WORK REQUIRED: Please reproduce the listing verbatim, without its images.

BEGIN RECORD SET

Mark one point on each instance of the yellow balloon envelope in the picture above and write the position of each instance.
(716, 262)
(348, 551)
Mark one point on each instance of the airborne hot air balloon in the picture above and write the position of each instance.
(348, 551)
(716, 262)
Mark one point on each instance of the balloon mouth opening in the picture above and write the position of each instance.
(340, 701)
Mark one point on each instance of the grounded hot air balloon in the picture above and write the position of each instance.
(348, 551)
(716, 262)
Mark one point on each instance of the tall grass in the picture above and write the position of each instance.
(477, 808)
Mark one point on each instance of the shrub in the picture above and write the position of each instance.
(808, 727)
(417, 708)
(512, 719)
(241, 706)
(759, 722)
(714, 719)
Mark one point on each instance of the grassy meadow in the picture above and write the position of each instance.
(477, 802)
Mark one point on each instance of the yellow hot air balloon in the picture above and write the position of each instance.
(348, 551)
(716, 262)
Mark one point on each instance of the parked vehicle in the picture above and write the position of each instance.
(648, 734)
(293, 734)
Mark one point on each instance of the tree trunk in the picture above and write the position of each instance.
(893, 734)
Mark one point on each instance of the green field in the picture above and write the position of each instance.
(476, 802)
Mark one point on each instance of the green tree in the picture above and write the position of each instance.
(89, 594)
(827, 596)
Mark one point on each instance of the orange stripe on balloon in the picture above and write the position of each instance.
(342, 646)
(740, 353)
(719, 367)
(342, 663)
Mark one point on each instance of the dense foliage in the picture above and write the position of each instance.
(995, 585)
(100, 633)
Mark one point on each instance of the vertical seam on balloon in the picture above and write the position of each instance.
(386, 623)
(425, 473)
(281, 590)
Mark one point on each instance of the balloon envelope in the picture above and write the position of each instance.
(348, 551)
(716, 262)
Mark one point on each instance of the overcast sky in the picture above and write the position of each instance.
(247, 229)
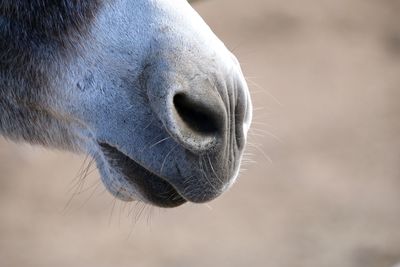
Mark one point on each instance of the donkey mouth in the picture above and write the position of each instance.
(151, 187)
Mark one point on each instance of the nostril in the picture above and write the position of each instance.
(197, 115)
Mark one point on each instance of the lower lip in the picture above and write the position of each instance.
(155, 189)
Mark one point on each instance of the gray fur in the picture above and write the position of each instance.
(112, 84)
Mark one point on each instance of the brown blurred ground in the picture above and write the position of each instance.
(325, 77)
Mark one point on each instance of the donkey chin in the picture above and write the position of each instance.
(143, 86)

END RECORD SET

RESPONSE AREA:
Mark one point on each instance of the yellow balloon envelope in the picture above and write the position of each instance.
(716, 262)
(348, 551)
Mark one point on each instance of the airborne hot air balloon in the picture above and write the position of each instance.
(348, 551)
(716, 262)
Mark one point on each instance of the balloon mouth opening in the picture above and write the position of each instance.
(340, 701)
Mark one point on each instance of the grounded hot air balloon in the picture above and write the position of each instance.
(348, 551)
(716, 262)
Mark one point on each instance of the tall grass in the picture above and write the position of each instance.
(477, 808)
Mark one point on each instance of the shrub in the picture above and write the position of each instance.
(808, 727)
(417, 708)
(512, 719)
(241, 706)
(759, 722)
(714, 719)
Mark one point on each instance of the grassy meadow in the picture above and write the position of each instance.
(477, 802)
Mark one point on each instance of the yellow hot air balloon in the picture above and write the position of each instance.
(348, 551)
(716, 262)
Mark one point on each instance of the parked vehicle in the picture above and write the position of each instance.
(648, 734)
(293, 734)
Mark one point on each instance of the tree trunk in the picture above and write the position of each instance.
(893, 734)
Mark one point on each instance of the green field in the picture above and write the position of each instance.
(476, 802)
Mark one point on each instance of the green tree in the picture above and write the position of each instance.
(89, 594)
(827, 596)
Mark one point on each instance of the orange stripe on balloon in the picture above and write the position of each instance.
(342, 646)
(740, 353)
(719, 367)
(342, 663)
Mark one point on each instance of the dense foliage in the picture above and write the position of each instance.
(995, 585)
(100, 633)
Mark one point on each instance of the vertical seam on balloon in the picture above and write the position of each instance.
(386, 623)
(425, 473)
(281, 590)
Mark one point on each instance of the balloon envelope in the picture above and write the position of each instance.
(348, 551)
(716, 262)
Mark one point on each instance of the overcast sky in the picture above and write the position of each instance.
(247, 229)
Mark one point on each instance of the donkey mouth in the picture above and write the position of each instance.
(151, 187)
Mark one point on each instance of the nostril in the picture above and write the position of each instance.
(197, 115)
Mark one point on each instance of the lower lip in the picture above and write the position of each instance.
(155, 189)
Mark one point on each instance of the gray fur in the picture above and write the position of each instance.
(112, 84)
Mark one point on each instance of the brown blurred ground in the picture above and write the position of each instance.
(325, 77)
Mark one point on each instance of the donkey chin in the picture above and write the position of each instance.
(143, 86)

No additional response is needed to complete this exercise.